### WHAT YOU HAVE TO DO
Reproduce the entries below in full, word for word.
=== RECORDS FOR THIS TASK ===
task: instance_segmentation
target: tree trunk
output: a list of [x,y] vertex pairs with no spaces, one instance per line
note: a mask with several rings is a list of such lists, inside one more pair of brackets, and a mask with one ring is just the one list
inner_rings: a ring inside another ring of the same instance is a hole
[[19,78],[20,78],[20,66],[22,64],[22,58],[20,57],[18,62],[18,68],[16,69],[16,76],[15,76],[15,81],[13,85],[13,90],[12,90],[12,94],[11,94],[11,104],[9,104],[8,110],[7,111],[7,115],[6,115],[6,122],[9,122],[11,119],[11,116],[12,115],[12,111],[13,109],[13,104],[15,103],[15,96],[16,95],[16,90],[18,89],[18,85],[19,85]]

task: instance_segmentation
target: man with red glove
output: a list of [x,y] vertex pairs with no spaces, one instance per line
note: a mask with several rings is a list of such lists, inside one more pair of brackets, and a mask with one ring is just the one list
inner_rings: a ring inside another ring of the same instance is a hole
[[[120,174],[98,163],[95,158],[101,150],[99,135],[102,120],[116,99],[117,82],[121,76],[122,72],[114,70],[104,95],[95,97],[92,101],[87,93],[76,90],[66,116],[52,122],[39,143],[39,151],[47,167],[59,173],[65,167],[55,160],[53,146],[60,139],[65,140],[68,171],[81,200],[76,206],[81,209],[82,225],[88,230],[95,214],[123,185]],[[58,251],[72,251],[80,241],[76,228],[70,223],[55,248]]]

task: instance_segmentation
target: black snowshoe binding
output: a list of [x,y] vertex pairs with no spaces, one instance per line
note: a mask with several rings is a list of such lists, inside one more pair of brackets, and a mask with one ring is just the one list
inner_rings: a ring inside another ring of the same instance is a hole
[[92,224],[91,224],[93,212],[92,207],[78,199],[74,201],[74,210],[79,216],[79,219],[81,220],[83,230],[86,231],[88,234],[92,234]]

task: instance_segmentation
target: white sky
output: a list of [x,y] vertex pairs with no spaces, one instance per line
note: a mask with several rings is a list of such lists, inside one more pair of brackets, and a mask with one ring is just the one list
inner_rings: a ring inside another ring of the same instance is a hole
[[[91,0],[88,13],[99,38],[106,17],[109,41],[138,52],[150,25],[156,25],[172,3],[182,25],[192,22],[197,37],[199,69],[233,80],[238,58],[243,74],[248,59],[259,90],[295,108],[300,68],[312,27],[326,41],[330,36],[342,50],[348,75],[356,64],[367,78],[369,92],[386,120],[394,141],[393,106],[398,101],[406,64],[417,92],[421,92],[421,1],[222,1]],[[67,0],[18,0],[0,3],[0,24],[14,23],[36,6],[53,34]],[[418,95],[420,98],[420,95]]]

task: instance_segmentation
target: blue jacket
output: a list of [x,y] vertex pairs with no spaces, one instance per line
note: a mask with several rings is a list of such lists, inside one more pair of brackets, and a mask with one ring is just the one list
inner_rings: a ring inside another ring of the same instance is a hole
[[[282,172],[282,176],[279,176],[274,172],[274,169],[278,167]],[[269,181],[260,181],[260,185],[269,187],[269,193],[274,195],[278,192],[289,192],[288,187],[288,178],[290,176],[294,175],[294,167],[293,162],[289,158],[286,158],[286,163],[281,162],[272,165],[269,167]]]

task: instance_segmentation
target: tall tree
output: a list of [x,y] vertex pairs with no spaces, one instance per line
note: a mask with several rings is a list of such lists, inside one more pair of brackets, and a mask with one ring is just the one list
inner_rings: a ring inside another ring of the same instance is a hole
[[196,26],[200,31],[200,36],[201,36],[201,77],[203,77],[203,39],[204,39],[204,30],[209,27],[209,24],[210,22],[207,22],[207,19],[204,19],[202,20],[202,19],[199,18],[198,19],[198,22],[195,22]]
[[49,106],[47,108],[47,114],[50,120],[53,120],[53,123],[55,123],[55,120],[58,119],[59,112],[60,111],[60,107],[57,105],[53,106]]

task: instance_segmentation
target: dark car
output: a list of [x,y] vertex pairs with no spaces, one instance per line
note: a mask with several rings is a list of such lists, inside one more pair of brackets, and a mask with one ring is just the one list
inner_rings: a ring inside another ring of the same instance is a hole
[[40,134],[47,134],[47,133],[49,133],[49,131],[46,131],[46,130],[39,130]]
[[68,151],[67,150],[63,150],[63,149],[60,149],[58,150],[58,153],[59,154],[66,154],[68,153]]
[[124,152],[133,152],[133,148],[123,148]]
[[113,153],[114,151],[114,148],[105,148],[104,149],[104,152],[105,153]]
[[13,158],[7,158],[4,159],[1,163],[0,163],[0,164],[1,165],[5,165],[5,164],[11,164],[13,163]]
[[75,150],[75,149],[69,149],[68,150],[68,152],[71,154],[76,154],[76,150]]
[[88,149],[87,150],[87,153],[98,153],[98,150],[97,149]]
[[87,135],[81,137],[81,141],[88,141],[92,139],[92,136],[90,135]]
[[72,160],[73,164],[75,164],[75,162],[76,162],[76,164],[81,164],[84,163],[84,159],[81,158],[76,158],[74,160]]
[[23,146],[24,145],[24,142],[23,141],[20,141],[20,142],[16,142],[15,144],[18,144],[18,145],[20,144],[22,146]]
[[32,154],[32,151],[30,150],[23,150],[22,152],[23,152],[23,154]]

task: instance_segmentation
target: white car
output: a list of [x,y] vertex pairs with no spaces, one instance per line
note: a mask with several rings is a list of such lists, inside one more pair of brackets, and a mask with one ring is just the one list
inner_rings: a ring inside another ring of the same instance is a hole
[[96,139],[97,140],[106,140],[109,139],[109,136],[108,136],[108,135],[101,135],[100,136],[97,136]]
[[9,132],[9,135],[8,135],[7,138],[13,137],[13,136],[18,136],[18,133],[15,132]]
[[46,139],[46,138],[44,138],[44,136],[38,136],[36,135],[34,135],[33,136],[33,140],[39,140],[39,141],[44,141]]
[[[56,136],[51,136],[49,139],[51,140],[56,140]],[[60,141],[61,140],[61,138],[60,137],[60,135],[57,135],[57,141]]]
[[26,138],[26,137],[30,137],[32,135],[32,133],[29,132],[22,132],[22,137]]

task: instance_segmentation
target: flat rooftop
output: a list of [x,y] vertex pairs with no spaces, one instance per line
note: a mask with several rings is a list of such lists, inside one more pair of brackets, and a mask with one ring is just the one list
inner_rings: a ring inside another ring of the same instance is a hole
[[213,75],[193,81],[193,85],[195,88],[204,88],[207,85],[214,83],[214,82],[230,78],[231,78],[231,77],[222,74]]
===
### TASK SOLUTION
task: instance_segmentation
target: tree trunk
output: a list of [x,y] vertex pairs with no spaces, one instance per line
note: a mask with several rings is a list of such lists, inside one more pair of brackets, and a mask with one ring is just the one list
inner_rings: a ring inside another ring of the same instance is a hole
[[19,78],[20,78],[20,66],[22,64],[22,58],[20,57],[18,62],[18,68],[16,69],[16,76],[15,76],[15,81],[13,85],[13,90],[12,90],[12,94],[11,94],[11,104],[9,104],[8,110],[7,111],[7,115],[6,115],[6,122],[9,122],[11,119],[11,116],[12,115],[12,111],[13,109],[13,104],[15,103],[15,96],[16,95],[16,90],[18,89],[18,85],[19,85]]

task: instance_segmentation
target: man with red glove
output: a list of [x,y] vertex pairs with no spaces, one instance per line
note: a mask with several rings is a list of such lists, inside one more pair of brackets, and a mask with one ring is just the one list
inner_rings: a ring inside another ring of the same instance is a hole
[[[120,174],[98,163],[95,158],[101,150],[99,135],[102,120],[116,99],[117,82],[121,76],[122,72],[114,70],[104,95],[95,97],[92,101],[87,93],[76,90],[66,116],[52,122],[39,143],[39,151],[47,167],[59,173],[65,167],[55,160],[53,146],[60,139],[65,140],[68,171],[81,200],[76,206],[81,209],[82,225],[88,230],[95,214],[123,185]],[[58,251],[72,251],[80,241],[76,228],[70,223],[55,248]]]

task: instance_segmentation
target: black snowshoe binding
output: a list of [x,y] vertex pairs with no spaces, one instance per line
note: a mask with several rings is a list of such lists, inside one more pair of brackets, and a mask with one ring is just the one list
inner_rings: a ring inside another ring of the same instance is a hole
[[92,224],[91,224],[93,212],[92,207],[78,199],[74,201],[74,210],[79,216],[79,219],[81,220],[83,230],[86,231],[88,234],[92,234]]

task: instance_segmentation
target: white sky
output: a list of [x,y] vertex pairs with no spaces, one instance per line
note: a mask with several rings is a list of such lists, inside one more pair of brackets, and a mask with one ring is just the one list
inner_rings: a ring inside another ring of the same instance is a hole
[[[91,0],[88,13],[99,38],[106,17],[109,41],[138,52],[150,25],[156,25],[172,3],[182,25],[192,22],[197,37],[199,69],[233,80],[238,58],[243,74],[248,59],[259,90],[295,108],[300,68],[312,27],[326,41],[330,36],[342,50],[348,75],[356,64],[367,78],[369,92],[386,120],[394,141],[393,106],[398,101],[406,64],[417,92],[421,92],[421,1],[222,1]],[[67,0],[18,0],[0,3],[0,24],[14,23],[36,6],[53,34]],[[418,95],[420,98],[420,95]]]

task: instance_segmentation
target: blue jacket
output: a list of [x,y] vertex pairs with no spaces, one instance per line
note: a mask with several rings is a list of such lists, inside one more pair of brackets, and a mask with one ring is just the one list
inner_rings: a ring inside another ring of the same instance is a hole
[[[282,172],[282,176],[279,176],[274,172],[274,169],[278,167]],[[269,181],[260,181],[260,185],[269,187],[269,193],[274,195],[278,192],[289,192],[288,187],[288,178],[290,176],[294,175],[294,167],[293,162],[289,158],[286,158],[286,163],[281,162],[272,165],[269,167]]]

task: instance_segmentation
target: tall tree
output: a list of [x,y] vertex pairs with no spaces, one instance per line
note: a mask with several rings is a list of such lists, inside one more pair of brackets, and a mask with one ring is just the one list
inner_rings: a ring inside another ring of the same instance is a hole
[[196,26],[200,31],[200,36],[201,36],[201,77],[203,77],[203,39],[204,39],[204,30],[209,27],[209,24],[210,22],[207,22],[207,19],[204,19],[202,20],[202,19],[199,18],[198,19],[198,22],[195,22]]
[[49,106],[47,108],[47,114],[50,120],[53,120],[53,123],[55,123],[55,120],[58,119],[59,112],[60,111],[60,107],[57,105],[53,106]]

task: instance_segmentation
target: dark car
output: a list of [x,y] vertex pairs with no spaces, one instance per line
note: a mask with several rings is a list of such lists, inside one more pair of brackets, and a mask with one ring is just the one list
inner_rings: a ring inside another ring of the same instance is a hole
[[40,134],[47,134],[47,133],[49,133],[49,131],[46,131],[46,130],[39,130]]
[[68,151],[67,150],[63,150],[63,149],[60,149],[58,150],[58,153],[59,154],[66,154],[68,153]]
[[124,152],[133,152],[133,148],[123,148]]
[[113,153],[114,151],[114,148],[105,148],[104,149],[104,152],[105,153]]
[[13,158],[7,158],[4,159],[1,163],[0,163],[0,164],[1,165],[5,165],[5,164],[11,164],[13,163]]
[[75,150],[75,149],[69,149],[68,150],[68,152],[71,154],[76,154],[76,150]]
[[88,149],[87,150],[87,153],[98,153],[98,150],[97,149]]
[[87,135],[81,137],[81,141],[88,141],[92,139],[92,136],[90,135]]
[[72,160],[73,164],[75,164],[75,162],[76,162],[76,164],[81,164],[84,163],[84,159],[81,158],[76,158],[74,160]]
[[23,146],[24,145],[24,142],[23,141],[20,141],[20,142],[16,142],[15,144],[18,144],[18,145],[20,144],[22,146]]
[[32,154],[32,151],[30,150],[23,150],[22,152],[23,152],[23,154]]

task: instance_segmentation
target: white car
output: a list of [x,y] vertex pairs with no spaces, one instance per line
note: a mask with several rings is a list of such lists, inside one more pair of brackets, and a mask with one ring is just the one list
inner_rings: a ring inside another ring of the same instance is a hole
[[96,139],[97,140],[106,140],[109,139],[109,136],[108,136],[108,135],[101,135],[100,136],[97,136]]
[[9,132],[9,135],[8,135],[7,138],[13,137],[13,136],[18,136],[18,133],[15,132]]
[[46,139],[46,138],[44,138],[44,136],[38,136],[36,135],[34,135],[33,136],[33,140],[39,140],[39,141],[44,141]]
[[[56,136],[51,136],[49,139],[51,140],[56,140]],[[60,141],[61,140],[61,138],[60,137],[60,135],[57,135],[57,141]]]
[[26,138],[26,137],[30,137],[32,135],[32,133],[29,132],[22,132],[22,137]]

task: instance_segmentation
target: flat rooftop
output: a list of [x,y] vertex pairs with no spaces, one instance per line
note: a mask with several rings is a list of such lists, inside one more pair of brackets, and a mask with one ring is just the one list
inner_rings: a ring inside another ring of the same instance is a hole
[[213,75],[193,81],[193,85],[195,88],[204,88],[207,85],[214,83],[214,82],[230,78],[231,78],[231,77],[222,74]]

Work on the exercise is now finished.